STATED TASK
Rewrite the lines below with "photo" swapped for "image" wherever it occurs, keeping everything else the same. Omit the pictures from your answer.

--- start of PROVIDED RECORDS ---

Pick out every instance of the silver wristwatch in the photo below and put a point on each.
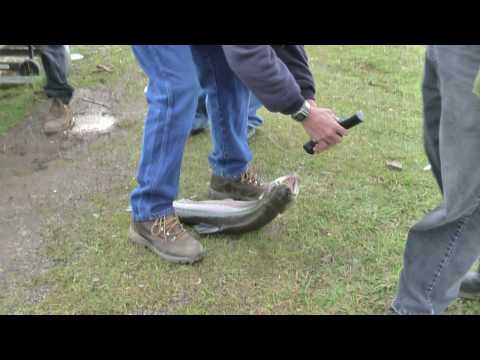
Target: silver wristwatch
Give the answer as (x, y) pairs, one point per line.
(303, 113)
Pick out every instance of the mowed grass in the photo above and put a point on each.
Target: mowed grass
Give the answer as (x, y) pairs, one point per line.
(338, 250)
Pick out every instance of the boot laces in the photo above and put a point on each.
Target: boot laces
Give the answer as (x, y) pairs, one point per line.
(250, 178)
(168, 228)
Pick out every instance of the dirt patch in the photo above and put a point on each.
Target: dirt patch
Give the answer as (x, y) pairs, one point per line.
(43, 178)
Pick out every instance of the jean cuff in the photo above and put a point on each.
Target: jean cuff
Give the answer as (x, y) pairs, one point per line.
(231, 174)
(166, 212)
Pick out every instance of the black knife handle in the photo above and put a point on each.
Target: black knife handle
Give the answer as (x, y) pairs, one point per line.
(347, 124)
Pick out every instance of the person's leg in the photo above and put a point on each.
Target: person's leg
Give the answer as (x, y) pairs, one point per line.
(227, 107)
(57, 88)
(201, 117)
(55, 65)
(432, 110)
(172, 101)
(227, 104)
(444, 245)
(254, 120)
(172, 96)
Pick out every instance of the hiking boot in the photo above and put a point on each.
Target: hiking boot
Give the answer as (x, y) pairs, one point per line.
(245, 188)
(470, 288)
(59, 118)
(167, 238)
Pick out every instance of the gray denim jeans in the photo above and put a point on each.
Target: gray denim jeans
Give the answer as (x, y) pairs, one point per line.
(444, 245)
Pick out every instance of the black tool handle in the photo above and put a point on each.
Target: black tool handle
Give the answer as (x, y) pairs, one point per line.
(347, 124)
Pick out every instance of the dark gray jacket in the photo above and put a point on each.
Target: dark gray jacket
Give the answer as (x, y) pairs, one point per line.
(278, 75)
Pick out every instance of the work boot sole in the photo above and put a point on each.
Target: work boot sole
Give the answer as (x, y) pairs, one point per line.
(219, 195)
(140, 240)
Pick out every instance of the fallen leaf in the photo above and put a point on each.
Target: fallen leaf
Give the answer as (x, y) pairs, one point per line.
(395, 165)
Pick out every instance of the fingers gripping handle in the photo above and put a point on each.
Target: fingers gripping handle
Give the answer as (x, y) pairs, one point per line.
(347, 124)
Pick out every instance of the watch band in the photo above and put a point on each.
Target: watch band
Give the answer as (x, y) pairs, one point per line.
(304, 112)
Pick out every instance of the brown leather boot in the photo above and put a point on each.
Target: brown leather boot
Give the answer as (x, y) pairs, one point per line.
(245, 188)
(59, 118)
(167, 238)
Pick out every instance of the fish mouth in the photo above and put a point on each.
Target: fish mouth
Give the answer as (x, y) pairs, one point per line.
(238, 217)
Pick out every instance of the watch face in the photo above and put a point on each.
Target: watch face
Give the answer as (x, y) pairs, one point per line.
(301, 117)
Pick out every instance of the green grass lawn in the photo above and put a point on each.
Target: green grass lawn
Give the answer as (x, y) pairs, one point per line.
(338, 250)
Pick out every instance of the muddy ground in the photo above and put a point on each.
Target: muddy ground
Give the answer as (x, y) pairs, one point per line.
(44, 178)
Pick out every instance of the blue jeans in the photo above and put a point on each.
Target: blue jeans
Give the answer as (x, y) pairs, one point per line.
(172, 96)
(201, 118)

--- end of PROVIDED RECORDS ---

COMPLETE ANSWER
Pick out every instance of the silver wristwatch in the image below and put a point on each.
Target: silver wristwatch
Give the answer as (x, y) pairs, one point per line.
(303, 113)
Pick out every instance of the mowed grass in the image above and put a point on each.
Target: mowed grass
Give the answer as (x, y) pairs, one point per line.
(338, 250)
Pick out every instance of the boot laces in the image above and put a point on each.
Target: boot laces
Give the answer as (x, y) pairs, one point per line.
(250, 178)
(168, 228)
Pick out every instance of the dirt patch in the image above and put a point on each.
Target: dirt patch
Give the answer as (x, y) pairs, one point per line.
(43, 178)
Pick out every instance of the jean cuff in the image above and put a point on each.
Target: jean cuff
Give the answer as (x, y) pairs, one point per line.
(231, 174)
(166, 212)
Pick out every instance of the black knife handle in the image above and put a point on each.
Target: black knife handle
Give the answer as (x, y) pairs, one point per line.
(347, 124)
Pick out every instance of the person's leg in the image above and put a point on each.
Target: person's leg
Give the answer as (x, y) pairs, one point per line.
(227, 107)
(57, 88)
(201, 117)
(55, 65)
(432, 110)
(172, 101)
(227, 104)
(444, 245)
(254, 120)
(172, 96)
Pick out every instance of the hiking boot in the image above and put a point on each.
Target: hiking boot
Give the answer as (x, y) pairs, one point per line.
(245, 188)
(470, 288)
(59, 118)
(167, 238)
Pick out every instance of the gray denim jeans in the image above and put a point on each.
Target: gray denim jeans
Give the answer as (x, y) pairs, one point per line.
(444, 245)
Pick out every instance of the black tool handle in the image above and put a point on each.
Target: black tool handle
Give the answer as (x, y) pairs, one point per line.
(347, 124)
Pick out every instance of the dark gray jacket in the image above and put a point on each.
Target: dark gray jacket
Give the answer as (x, y) pairs, one point per line.
(278, 75)
Pick out every instance of the work boot sole in the image above and put a point on each.
Target: work boot sole
Give the answer as (x, y) pairs, one point per line.
(219, 195)
(140, 240)
Pick out every instance of the fallen leaf in the image above and put a point on each.
Target: fallen leaf
Give the answer as (x, y) pairs, one point per line.
(395, 165)
Pick out every instance of the fingers gripping handle in the image above and put a point on each.
Target: fingers gripping handle
Give the answer as (x, y) pairs, one point per line.
(347, 124)
Pick out every instance of the watch band in the image above and put a point on each.
Target: watch band
Give the answer as (x, y) pairs, one point per line.
(304, 112)
Pick out every instance of the brown leather boot in the image above and put a point on each.
Target: brown leather boot
Give the answer as (x, y) pairs, one point per line.
(245, 188)
(59, 118)
(167, 238)
Pick out every instance of the fish mouth in the image above and put a point on each.
Target: fish mouth
Give the answer as (x, y) pairs, one point per line.
(238, 217)
Pick out every instance of the watch face in the image above and put a point on each.
Target: watch face
Give the answer as (x, y) pairs, one point per line.
(301, 117)
Pick out every instance of the green grass lawn in the image above and put a point on each.
Target: green grass lawn
Give the answer as (x, y) pairs, one point per line.
(338, 250)
Pick out every instance of the muddy ground in the image above and put a point on each.
Target: muddy ground
Give the answer as (x, y) pairs, one point per line.
(44, 178)
Pick out every instance of the blue jeans in the image above and put a point on each.
Target: blue jeans
Give the answer as (x, y) pairs, one point per line.
(172, 96)
(201, 118)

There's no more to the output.